▶ [STATED PROBLEM]: Copy verbatim the stretch of the Modena–Reggiana preview from "There’s also a" through "are hanging on.".

The contrast in league position is sharp enough on its own, but the home and away splits make it even starker. Modena have been solid rather than spectacular at home, yet they’ve still turned the Braglia into a place where opponents rarely get much change. Reggiana, by contrast, have struggled badly on their travels, with just three away wins all season and a hefty 31 goals conceded in 18 matches. That’s not a typo. It’s a warning.
There’s also a familiar edge to this one. The recent head-to-head record has been tight, cagey and often low-scoring, with Modena and Reggiana regularly refusing to give much away. That history adds a little spice, but the current form lines are what really matter here. Modena aren’t flying, but they’re the stronger side. Reggiana are hanging on.
Modena’s recent run has been frustrating rather than disastrous. They opened the final stretch with a narrow 1-0 defeat away to Monza on 24 April, a game in which they actually created enough to believe they might nick something. Before that, they were beaten 2-1 at home by Frosinone, and that result stung because it came at the Braglia, where points should be banked. The two matches before that brought away draws at Catanzaro and Südtirol, both 1-1 and 2-2 respectively, which at least showed some resilience. Still, there’s no escaping the broader picture: five games without a win, and only one victory in the last six.
That said, Modena’s overall home record is still respectable. Eight wins, four draws and six defeats from 18 league games at the Braglia tells you they’re not easy to beat in their own stadium, even if they’ve lacked the consistency to turn it into a real fortress. They’ve scored 26 home goals and conceded just 16, which is a pretty useful balance for a side sitting sixth overall. In a league where margins are small, that kind of defensive return at home matters. It doesn’t scream dominance, but it does suggest control.

▶ [DATA SECTION]:

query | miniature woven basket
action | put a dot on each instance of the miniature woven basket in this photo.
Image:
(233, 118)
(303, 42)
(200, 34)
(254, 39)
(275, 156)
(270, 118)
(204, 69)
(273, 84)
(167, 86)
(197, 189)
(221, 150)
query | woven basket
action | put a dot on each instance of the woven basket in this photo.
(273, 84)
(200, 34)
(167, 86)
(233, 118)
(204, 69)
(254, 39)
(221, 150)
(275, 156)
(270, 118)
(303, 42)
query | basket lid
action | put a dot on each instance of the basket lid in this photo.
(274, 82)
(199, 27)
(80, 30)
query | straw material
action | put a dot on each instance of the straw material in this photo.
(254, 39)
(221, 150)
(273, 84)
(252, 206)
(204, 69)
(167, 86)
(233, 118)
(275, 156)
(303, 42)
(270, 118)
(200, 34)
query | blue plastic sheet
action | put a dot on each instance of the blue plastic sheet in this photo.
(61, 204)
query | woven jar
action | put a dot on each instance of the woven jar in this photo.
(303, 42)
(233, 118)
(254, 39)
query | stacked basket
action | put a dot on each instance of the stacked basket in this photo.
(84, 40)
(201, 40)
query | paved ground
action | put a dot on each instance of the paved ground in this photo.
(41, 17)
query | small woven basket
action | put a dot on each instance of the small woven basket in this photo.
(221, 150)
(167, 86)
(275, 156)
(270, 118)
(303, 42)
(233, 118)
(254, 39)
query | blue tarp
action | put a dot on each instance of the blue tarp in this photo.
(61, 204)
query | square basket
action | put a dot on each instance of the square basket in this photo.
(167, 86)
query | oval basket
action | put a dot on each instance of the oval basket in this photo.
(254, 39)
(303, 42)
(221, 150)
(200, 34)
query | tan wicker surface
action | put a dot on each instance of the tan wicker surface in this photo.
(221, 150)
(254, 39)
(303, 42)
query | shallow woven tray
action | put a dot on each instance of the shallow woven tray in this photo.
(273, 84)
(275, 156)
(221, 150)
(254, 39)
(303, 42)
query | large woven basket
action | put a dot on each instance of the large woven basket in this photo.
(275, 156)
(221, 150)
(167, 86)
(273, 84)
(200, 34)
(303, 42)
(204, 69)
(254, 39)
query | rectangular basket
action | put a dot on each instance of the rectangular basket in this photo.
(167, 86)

▶ [WRITTEN ANSWER]:
There’s also a familiar edge to this one. The recent head-to-head record has been tight, cagey and often low-scoring, with Modena and Reggiana regularly refusing to give much away. That history adds a little spice, but the current form lines are what really matter here. Modena aren’t flying, but they’re the stronger side. Reggiana are hanging on.